Text:
>>

Monday, December 22, 2008
I've just about decided I should have simply kept away from my blog during December and picked things up in January.
Why? I've been fulfilling familial obligations all month long and have neglected my blog to such an extent that I'm doing things like, well, posting a picture of a dog sleeping under a blanket and resting his head on a pillow. Who the hell, other than me, really cares about that kind of nonsense?
Sadly, that's about all I've had time for lately. Frankly, I like the photo because we've got a 140-pound Saint Boxer (Saint Bernard/Boxer) under a blanket because my 12-year-old son thought he might appreciate it (it turns out that Winston the Dog does appreciate the blanket -- probably because it's about 20 degrees outside and that's unusual here in Arkansas).
Apparently, I don't even have time to set the date stamp on my digital camera. Pitiful.
If there's a point here at all, I suppose it's that December is a horrible month for blogging. However, I'll be back up to speed as soon as the holidays have ended.

<<

Material:
>>

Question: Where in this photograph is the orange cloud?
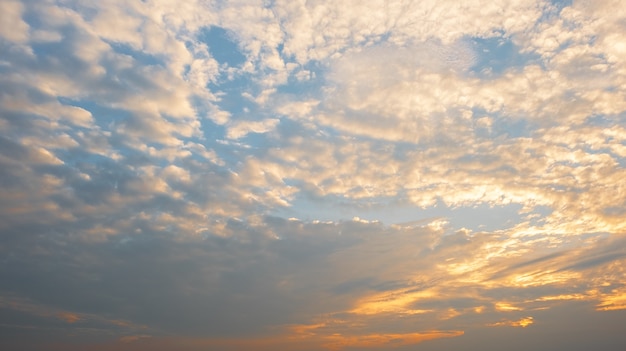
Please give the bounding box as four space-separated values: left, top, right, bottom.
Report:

<<

Aim: Repeat the blog post's wording from "Apparently, I don't" to "holidays have ended.", switching "digital camera" to "phone".

Solution for this task:
Apparently, I don't even have time to set the date stamp on my phone. Pitiful.
If there's a point here at all, I suppose it's that December is a horrible month for blogging. However, I'll be back up to speed as soon as the holidays have ended.